§ Assignment
Repetition must be exact and must stop with the line bearing "positive clicks: (52, 201) (203, 199)". It begins at the first line of the records and includes no pictures.

(Extracted data entries)

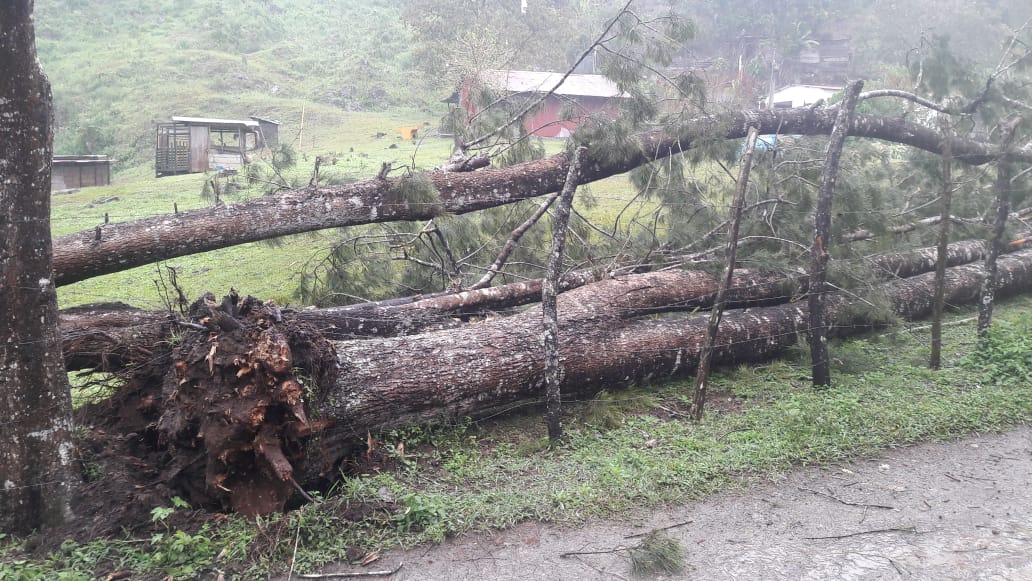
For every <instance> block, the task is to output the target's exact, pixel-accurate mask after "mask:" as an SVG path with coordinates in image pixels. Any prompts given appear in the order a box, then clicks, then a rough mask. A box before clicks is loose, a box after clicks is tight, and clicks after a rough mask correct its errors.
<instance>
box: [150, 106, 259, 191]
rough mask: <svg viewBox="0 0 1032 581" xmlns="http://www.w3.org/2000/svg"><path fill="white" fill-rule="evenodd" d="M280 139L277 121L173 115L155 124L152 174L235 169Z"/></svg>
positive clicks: (176, 173) (183, 172) (250, 161)
mask: <svg viewBox="0 0 1032 581" xmlns="http://www.w3.org/2000/svg"><path fill="white" fill-rule="evenodd" d="M278 142H279V123H278V122H276V121H270V120H266V119H261V118H255V117H253V118H251V119H247V120H232V119H207V118H199V117H173V118H172V121H171V123H162V124H159V125H158V127H157V134H156V139H155V161H154V172H155V175H157V176H158V177H161V176H162V175H176V174H180V173H196V172H200V171H223V170H229V171H235V170H237V169H239V168H240V167H243V166H244V165H247V164H248V163H250V162H251V161H252V159H253V158H254V156H255V155H257V153H258V152H259V151H261V150H262V149H263V148H266V147H276V144H277V143H278Z"/></svg>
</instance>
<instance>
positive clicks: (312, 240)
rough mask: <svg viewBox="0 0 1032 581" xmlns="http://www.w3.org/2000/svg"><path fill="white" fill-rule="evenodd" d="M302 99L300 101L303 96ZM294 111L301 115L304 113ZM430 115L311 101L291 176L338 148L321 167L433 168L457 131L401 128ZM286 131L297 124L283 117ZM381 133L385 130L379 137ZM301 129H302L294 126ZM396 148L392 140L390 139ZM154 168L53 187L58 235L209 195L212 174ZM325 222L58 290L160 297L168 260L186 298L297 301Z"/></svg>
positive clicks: (52, 201) (203, 199)
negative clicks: (305, 262) (162, 279)
mask: <svg viewBox="0 0 1032 581" xmlns="http://www.w3.org/2000/svg"><path fill="white" fill-rule="evenodd" d="M298 104H299V103H298ZM299 112H300V109H299V107H298V110H297V114H298V115H297V123H299V121H300V115H299ZM433 119H434V118H433V116H431V115H427V114H425V112H420V111H418V110H411V109H404V110H398V111H392V112H389V114H384V112H347V111H342V110H340V109H334V108H332V107H326V106H310V107H308V108H307V109H305V127H307V128H308V129H307V130H305V132H304V134H303V136H302V139H303V141H302V149H301V150H300V151H299V152H298V156H297V163H296V165H295V166H294V167H293V168H292V169H290V170H288V171H286V172H285V174H284V175H285V177H287V179H288V180H290V179H296V180H301V181H302V182H303V183H307V182H308V180H309V179H310V177H311V172H312V167H313V166H314V163H315V157H316V156H317V155H320V156H333V157H335V158H336V162H335V163H333V164H331V165H330V164H327V165H326V166H324V168H323V170H322V172H321V174H322V175H323V176H324V177H325V176H333V177H336V179H345V180H348V179H350V180H361V179H367V177H370V176H373V175H375V174H376V172H377V171H378V170H379V169H380V165H381V163H382V162H391V163H392V164H393V165H394V166H395V167H400V166H405V165H410V166H412V165H415V166H416V167H420V168H425V167H431V166H433V165H437V164H439V163H441V162H442V161H443V160H446V159H447V158H448V157H449V155H450V151H451V150H450V148H451V140H450V139H448V138H443V137H423V138H420V139H418V140H402V139H400V138H399V136H398V133H397V131H396V129H397V128H398V127H401V126H406V125H419V126H422V125H423V123H424V122H425V123H430V127H433V126H434V123H433ZM284 127H285V130H286V133H285V134H284V135H283V137H284V138H285V140H289V139H290V138H291V135H290V131H296V128H297V127H298V125H291V122H290V120H289V119H288V121H286V122H285V124H284ZM377 133H387V136H386V137H383V138H377V137H376V134H377ZM294 136H295V137H296V133H294ZM392 144H393V146H395V149H388V147H389V146H392ZM152 171H153V167H151V166H148V165H146V164H143V165H140V166H137V167H133V168H129V169H127V170H125V171H120V172H118V173H116V175H115V179H114V183H112V184H111V185H110V186H105V187H99V188H87V189H83V190H79V191H78V192H75V193H71V194H59V195H55V196H54V197H53V200H52V229H53V232H54V235H55V236H60V235H64V234H70V233H75V232H82V231H89V230H91V229H92V228H94V227H95V226H97V225H99V224H103V223H104V217H105V214H106V215H107V219H108V220H109V221H110V222H111V223H119V222H129V221H133V220H139V219H143V218H149V217H152V216H159V215H162V214H168V213H171V212H172V211H173V208H178V209H179V211H181V212H184V211H188V209H194V208H199V207H205V206H208V205H211V204H212V200H211V199H204V198H203V197H202V196H201V190H202V187H203V185H204V182H205V180H207V179H208V177H209V176H211V175H209V174H202V173H195V174H189V175H176V176H168V177H161V179H156V177H154V175H153V172H152ZM255 195H260V193H259V192H257V191H256V190H255V191H245V192H243V193H238V194H234V195H232V196H229V197H227V198H226V199H225V200H224V201H226V202H228V203H233V202H235V201H241V200H244V199H246V198H248V197H250V196H255ZM337 237H338V235H337V233H336V232H335V231H333V230H329V231H324V232H316V233H309V234H299V235H295V236H289V237H286V238H282V239H280V240H277V241H276V243H275V244H269V243H253V244H247V245H240V246H236V247H232V248H227V249H222V250H218V251H213V252H207V253H203V254H198V255H193V256H186V257H180V258H174V259H169V260H167V261H163V262H161V263H158V264H151V265H147V266H140V267H137V268H133V269H130V270H126V271H124V272H118V273H114V275H107V276H104V277H97V278H94V279H90V280H87V281H84V282H80V283H76V284H73V285H68V286H64V287H61V288H60V289H59V302H60V305H61V306H62V308H67V306H73V305H76V304H83V303H89V302H102V301H117V300H120V301H125V302H129V303H131V304H133V305H135V306H139V308H147V309H160V308H162V306H164V302H163V298H162V297H163V292H162V291H161V289H160V288H159V287H158V286H156V284H155V282H156V281H158V280H159V275H158V272H159V270H160V271H161V275H162V276H165V277H167V275H168V272H167V269H166V268H165V267H166V266H167V267H172V268H175V270H176V273H178V280H179V283H180V285H181V286H182V287H183V289H184V290H185V291H186V292H187V295H188V296H189V297H190V298H193V297H196V296H199V295H200V294H201V293H203V292H204V291H212V292H214V293H216V294H217V295H222V294H225V293H228V291H229V289H230V288H231V287H232V288H236V289H237V290H239V291H240V292H241V293H244V294H252V295H255V296H258V297H261V298H265V299H268V298H271V299H276V300H277V301H279V302H280V303H283V304H286V303H289V302H291V301H292V300H293V299H292V294H293V291H294V289H295V288H296V286H297V278H298V276H299V272H300V270H301V268H303V266H304V263H305V262H307V261H309V260H313V259H318V258H319V257H321V256H322V255H323V254H324V253H325V252H326V250H327V249H328V248H330V247H331V246H332V244H333V243H334V241H335V240H336V239H337Z"/></svg>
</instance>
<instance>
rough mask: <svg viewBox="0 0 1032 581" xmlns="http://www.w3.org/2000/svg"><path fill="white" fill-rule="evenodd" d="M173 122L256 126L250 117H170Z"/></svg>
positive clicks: (255, 123) (255, 126)
mask: <svg viewBox="0 0 1032 581" xmlns="http://www.w3.org/2000/svg"><path fill="white" fill-rule="evenodd" d="M172 121H173V122H175V123H186V124H188V125H244V126H245V127H258V122H257V121H253V120H250V119H208V118H204V117H172Z"/></svg>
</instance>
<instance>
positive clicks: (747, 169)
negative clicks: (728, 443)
mask: <svg viewBox="0 0 1032 581" xmlns="http://www.w3.org/2000/svg"><path fill="white" fill-rule="evenodd" d="M757 135H759V133H757V132H756V128H755V127H753V128H750V129H749V134H748V136H746V138H745V155H744V156H743V157H742V167H741V169H740V170H739V173H738V184H737V185H736V188H735V198H734V200H733V201H732V203H731V218H729V219H728V222H729V224H728V248H727V251H725V252H724V257H723V264H724V266H723V277H720V284H719V287H718V288H717V290H716V297H715V298H714V299H713V309H712V310H711V311H710V321H709V325H708V326H707V327H706V340H705V342H704V343H703V350H702V354H701V355H700V356H699V372H698V374H697V375H696V390H695V394H694V395H692V400H691V409H690V410H689V414H688V415H690V416H691V419H694V420H697V421H698V420H701V419H703V407H704V406H705V405H706V384H707V382H708V381H709V369H710V363H711V362H712V360H713V343H714V342H715V341H716V332H717V329H719V327H720V318H721V317H722V316H723V308H724V298H725V295H727V293H728V287H730V286H731V280H732V277H734V276H735V260H736V259H737V253H738V230H739V225H740V224H741V222H742V212H743V209H744V207H745V193H746V192H747V191H748V188H749V171H750V170H751V169H752V153H753V152H754V151H755V149H756V136H757Z"/></svg>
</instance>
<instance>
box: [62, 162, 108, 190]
mask: <svg viewBox="0 0 1032 581" xmlns="http://www.w3.org/2000/svg"><path fill="white" fill-rule="evenodd" d="M110 183H111V160H109V159H107V156H54V166H53V171H52V173H51V191H58V190H70V189H74V188H89V187H92V186H106V185H108V184H110Z"/></svg>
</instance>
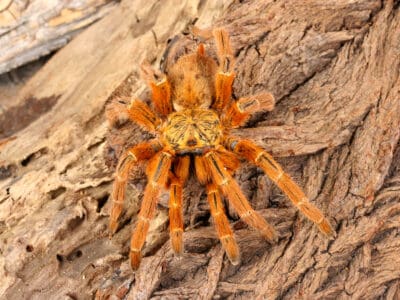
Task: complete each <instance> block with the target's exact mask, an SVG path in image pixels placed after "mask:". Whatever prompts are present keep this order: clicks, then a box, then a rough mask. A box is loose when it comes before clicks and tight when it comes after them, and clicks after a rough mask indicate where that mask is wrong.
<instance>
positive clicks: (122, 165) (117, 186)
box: [109, 140, 161, 236]
mask: <svg viewBox="0 0 400 300" xmlns="http://www.w3.org/2000/svg"><path fill="white" fill-rule="evenodd" d="M159 150H161V145H160V143H159V142H157V141H155V140H154V141H150V142H144V143H141V144H138V145H136V146H134V147H132V148H130V149H129V150H128V151H126V152H125V153H124V154H122V156H121V158H120V160H119V162H118V166H117V171H116V173H115V181H114V185H113V191H112V194H111V199H112V208H111V214H110V223H109V229H110V236H111V235H113V234H114V233H115V232H116V231H117V229H118V218H119V216H120V215H121V212H122V208H123V204H124V200H125V189H126V183H127V181H128V177H129V172H130V170H131V169H132V168H133V167H134V166H136V164H137V163H138V162H139V161H142V160H146V159H149V158H151V157H152V156H154V155H155V154H156V153H157V152H158V151H159Z"/></svg>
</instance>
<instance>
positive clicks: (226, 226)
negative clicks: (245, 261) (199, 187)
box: [207, 184, 240, 265]
mask: <svg viewBox="0 0 400 300" xmlns="http://www.w3.org/2000/svg"><path fill="white" fill-rule="evenodd" d="M207 199H208V203H209V204H210V210H211V215H212V216H213V219H214V223H215V228H216V230H217V233H218V236H219V239H220V241H221V243H222V247H223V248H224V249H225V252H226V254H227V255H228V258H229V260H230V261H231V263H232V264H233V265H237V264H238V263H239V261H240V256H239V248H238V245H237V243H236V240H235V237H234V236H233V233H232V229H231V228H230V226H229V221H228V218H227V217H226V215H225V212H224V206H223V204H222V201H221V197H220V194H219V191H218V189H217V187H216V186H215V185H214V184H208V185H207Z"/></svg>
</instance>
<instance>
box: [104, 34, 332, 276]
mask: <svg viewBox="0 0 400 300" xmlns="http://www.w3.org/2000/svg"><path fill="white" fill-rule="evenodd" d="M213 35H214V38H215V43H216V47H217V55H218V63H217V62H216V61H214V59H213V58H211V57H210V56H208V55H207V53H206V51H205V48H204V45H203V44H199V46H198V49H197V51H196V52H195V53H191V54H187V55H184V56H182V57H180V58H179V59H178V60H177V61H176V63H175V64H174V65H173V66H172V67H171V68H170V69H169V71H168V74H162V73H160V72H155V71H153V70H152V69H151V67H150V66H149V64H143V65H142V71H143V76H144V78H145V79H146V81H147V83H148V85H149V87H150V88H151V91H152V104H153V107H152V108H150V107H149V106H148V105H146V104H145V103H144V102H142V101H141V100H138V99H134V100H133V101H132V102H131V104H130V105H129V106H127V107H121V106H118V107H116V108H114V109H112V110H110V111H112V112H113V113H112V114H109V115H108V117H109V118H115V114H128V115H129V117H130V119H131V120H132V121H133V122H136V123H137V124H139V125H141V126H142V127H143V128H144V129H145V130H148V131H150V132H152V133H154V134H155V135H156V138H155V139H153V140H150V141H147V142H143V143H140V144H138V145H136V146H134V147H132V148H130V149H128V150H127V151H126V152H125V153H124V154H123V155H122V156H121V158H120V160H119V163H118V166H117V171H116V175H115V182H114V186H113V192H112V210H111V216H110V232H111V234H113V233H115V232H116V230H117V228H118V219H119V216H120V214H121V212H122V208H123V202H124V198H125V187H126V183H127V181H128V176H129V173H130V170H131V169H132V168H133V167H135V166H136V165H137V163H138V162H140V161H145V162H146V164H147V168H146V174H147V179H148V184H147V186H146V188H145V191H144V196H143V199H142V204H141V209H140V212H139V215H138V222H137V225H136V228H135V230H134V231H133V235H132V239H131V250H130V262H131V266H132V268H133V269H137V268H138V267H139V264H140V259H141V249H142V247H143V244H144V242H145V238H146V235H147V232H148V230H149V225H150V224H149V223H150V222H151V219H152V218H153V216H154V212H155V210H156V206H157V200H158V196H159V193H160V191H161V190H162V189H164V188H167V189H169V191H170V198H169V217H170V236H171V243H172V249H173V251H174V252H175V253H177V254H179V253H182V251H183V235H182V234H183V229H184V228H183V225H184V224H183V214H182V201H183V187H184V185H185V182H186V180H187V178H188V176H189V166H190V164H191V161H193V162H192V163H193V164H194V169H195V175H196V176H197V178H198V180H199V181H200V183H202V184H203V185H204V186H205V188H206V190H207V195H208V196H207V198H208V201H209V204H210V210H211V215H212V216H213V218H214V223H215V228H216V231H217V233H218V236H219V238H220V240H221V243H222V245H223V247H224V249H225V252H226V254H227V256H228V258H229V260H230V261H231V262H232V264H238V263H239V260H240V256H239V249H238V246H237V244H236V241H235V237H234V235H233V232H232V230H231V228H230V226H229V221H228V219H227V217H226V215H225V212H224V207H223V202H222V200H221V195H223V196H224V197H226V198H227V200H228V201H229V203H230V205H232V207H233V208H234V209H235V210H236V211H237V213H238V214H239V216H240V217H241V219H242V220H243V221H244V222H246V223H247V224H248V225H250V226H251V227H253V228H255V229H257V230H258V231H260V233H261V234H262V235H263V236H265V237H266V238H267V239H268V240H271V241H274V240H276V234H275V231H274V229H273V228H272V227H271V225H269V224H268V223H267V222H266V220H265V219H264V218H263V217H262V216H261V215H260V214H259V213H258V212H256V211H255V210H253V209H252V208H251V206H250V204H249V202H248V201H247V199H246V198H245V196H244V195H243V193H242V191H241V190H240V188H239V185H238V184H237V183H236V181H235V180H234V179H233V178H232V174H233V172H234V171H235V170H236V169H237V168H238V167H239V165H240V159H247V160H248V161H250V162H252V163H254V164H255V165H257V166H258V167H260V168H261V169H263V170H264V172H265V173H266V174H267V175H268V177H269V178H270V179H271V180H272V181H274V182H275V184H276V185H277V186H278V187H279V188H280V189H281V190H282V191H283V192H284V193H285V194H286V195H287V196H288V198H289V199H290V200H291V201H292V202H293V204H294V205H295V206H296V207H297V208H298V209H299V210H300V211H301V212H302V213H303V214H304V215H305V216H306V217H307V218H309V219H310V220H311V221H313V222H314V223H315V224H316V225H317V226H318V227H319V229H320V230H321V231H322V232H323V233H325V234H327V235H331V236H332V235H334V231H333V229H332V227H331V225H330V224H329V222H328V220H327V219H326V218H325V217H324V215H323V214H322V213H321V211H320V210H319V209H318V208H316V207H315V206H314V205H313V204H311V203H310V202H309V201H308V198H307V197H306V196H305V194H304V193H303V191H302V190H301V189H300V187H299V186H298V185H297V184H296V183H294V182H293V180H292V179H291V178H290V176H289V175H288V174H286V173H285V172H284V171H283V170H282V168H281V166H280V165H279V164H278V163H277V162H276V161H275V160H274V159H273V158H272V156H271V155H269V154H268V153H267V152H266V151H265V150H264V149H262V148H261V147H259V146H257V145H255V144H254V143H253V142H252V141H250V140H244V139H241V138H238V137H235V136H233V135H231V133H230V129H232V128H237V127H240V126H242V125H244V124H245V123H246V121H247V120H248V118H249V117H250V115H251V114H253V113H255V112H258V111H269V110H272V109H273V108H274V103H275V101H274V97H273V96H272V95H271V94H270V93H261V94H256V95H250V96H247V97H242V98H240V99H238V100H234V99H232V83H233V80H234V78H235V74H234V72H233V68H234V57H233V54H232V50H231V46H230V41H229V36H228V33H227V32H226V31H225V30H224V29H215V30H214V31H213ZM113 114H114V115H113Z"/></svg>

§ Exercise result
For every <instance> block, the task is to output the target's exact, pixel-accurate mask after "mask:" as an SVG path with coordinates in image pixels. Any prompts given appear in the order a box, then clicks, then a rough mask. A box before clicks is loose, a box after clicks is tight, and clicks after a rough mask correct its errors.
<instance>
box: [150, 106, 259, 191]
rough mask: <svg viewBox="0 0 1032 581" xmlns="http://www.w3.org/2000/svg"><path fill="white" fill-rule="evenodd" d="M280 139L277 121L173 115L155 124L152 174L235 169Z"/></svg>
positive clicks: (176, 173) (183, 172) (250, 161)
mask: <svg viewBox="0 0 1032 581" xmlns="http://www.w3.org/2000/svg"><path fill="white" fill-rule="evenodd" d="M278 142H279V123H278V122H276V121H270V120H266V119H261V118H255V117H253V118H251V119H247V120H232V119H207V118H199V117H173V118H172V121H171V123H162V124H159V125H158V127H157V134H156V139H155V161H154V172H155V175H157V176H158V177H161V176H162V175H176V174H180V173H196V172H200V171H223V170H229V171H235V170H237V169H239V168H240V167H243V166H244V165H247V164H248V163H250V162H251V161H252V159H253V158H254V156H255V155H257V153H258V152H259V151H261V150H262V149H263V148H266V147H276V144H277V143H278Z"/></svg>
</instance>
<instance>
positive clicks: (312, 240)
rough mask: <svg viewBox="0 0 1032 581" xmlns="http://www.w3.org/2000/svg"><path fill="white" fill-rule="evenodd" d="M302 99L300 101L303 96ZM294 111L301 115L304 113ZM430 115L311 101L291 176L338 148L321 167L433 168L457 131L401 128ZM286 131L297 124L283 117ZM381 133L385 130L379 137ZM301 129H302L294 126ZM396 148L392 140L390 139ZM154 168L53 187L58 235L209 195L212 174ZM325 222L58 290L160 297L168 260L186 298L297 301Z"/></svg>
positive clicks: (52, 201) (203, 199)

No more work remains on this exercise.